• [What you need to do] Copy, word for word, everything in the interview excerpt below from "I got my start" down to "touring / recording career.".

• [Excerpt]
Oh, and I assure you that music itself will survive and prevail, and even flourish.
Some musicians experience a double bind, where they are touring too much to have a reliable day job yet don’t make enough money solely through their music to get by. Have you been in this position? What did you have to do to make touring feasible for you?
I got my start in Chicago the late nineties / early 2000’s. It was a somewhat fortuitous time and place to get going in, at least in a low-key indie rock kinda way. Rent was cheap, and back then the going rates for beginning bands (shitty Tuesday night club gigs, random opening slots) wasn’t all that bad. It’s always surprising to me how the money is still kinda the same now as it was then, including inflation. Anyway, I made it work. But I most definitely still had to have day jobs for the first seven years of my touring / recording career.
I was fortunate enough to find jobs that were flexible. I taught music and house managed concerts (and did a lot of various things) at a place called Old Town School of Folk Music - a venerable institution that had provided a loving home base for a lot of musicians over the years. I worked there for a pretty long time, and then when I moved to the west coast I worked on film sets. I was the craft service guy - which basically means you stock and maintain the snack table for shoots and productions. It’s totally freelance, and if you have to go on tour and you get called for a job by a production company, you just tell them you’re on another job. Which isn’t a lie, per se. That would happen more and more, and it made me seem like I was this super “in demand” craft service guy. Plus I was pretty good at it. So when I wasn’t on the road I was super busy slinging snacks on film sets. I never loved it. The hours were terrible (frequently 4am start times and 12 hour days) and even though it’s been like over thirteen years since I’ve last done it, I still have the occasional stress dream that I’m trying to make enough breakfast burritos to feed a bunch of gaffers and grips.

• [Supplied data]
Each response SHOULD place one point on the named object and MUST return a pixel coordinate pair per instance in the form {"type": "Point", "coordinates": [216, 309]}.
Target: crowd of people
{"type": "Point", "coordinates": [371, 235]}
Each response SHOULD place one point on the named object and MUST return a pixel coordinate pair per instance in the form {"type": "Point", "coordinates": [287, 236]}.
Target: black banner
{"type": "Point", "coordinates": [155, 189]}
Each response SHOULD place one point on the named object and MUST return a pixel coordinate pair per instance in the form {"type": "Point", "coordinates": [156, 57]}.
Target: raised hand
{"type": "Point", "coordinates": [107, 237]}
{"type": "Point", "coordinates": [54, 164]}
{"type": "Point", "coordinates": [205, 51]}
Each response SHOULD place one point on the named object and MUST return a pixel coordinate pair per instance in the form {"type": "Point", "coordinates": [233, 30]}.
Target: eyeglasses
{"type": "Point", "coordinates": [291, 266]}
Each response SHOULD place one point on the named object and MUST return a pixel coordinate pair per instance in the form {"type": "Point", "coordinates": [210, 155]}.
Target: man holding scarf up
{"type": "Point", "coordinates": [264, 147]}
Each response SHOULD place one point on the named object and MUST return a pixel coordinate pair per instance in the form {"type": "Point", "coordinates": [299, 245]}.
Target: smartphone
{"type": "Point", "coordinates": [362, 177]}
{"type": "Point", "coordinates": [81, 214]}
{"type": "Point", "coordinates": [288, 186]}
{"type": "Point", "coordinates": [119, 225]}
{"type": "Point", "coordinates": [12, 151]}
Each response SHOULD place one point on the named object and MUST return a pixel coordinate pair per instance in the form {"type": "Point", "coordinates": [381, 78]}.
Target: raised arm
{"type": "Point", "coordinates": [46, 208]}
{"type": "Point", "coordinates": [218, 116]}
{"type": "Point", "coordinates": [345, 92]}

• [Written reply]
I got my start in Chicago the late nineties / early 2000’s. It was a somewhat fortuitous time and place to get going in, at least in a low-key indie rock kinda way. Rent was cheap, and back then the going rates for beginning bands (shitty Tuesday night club gigs, random opening slots) wasn’t all that bad. It’s always surprising to me how the money is still kinda the same now as it was then, including inflation. Anyway, I made it work. But I most definitely still had to have day jobs for the first seven years of my touring / recording career.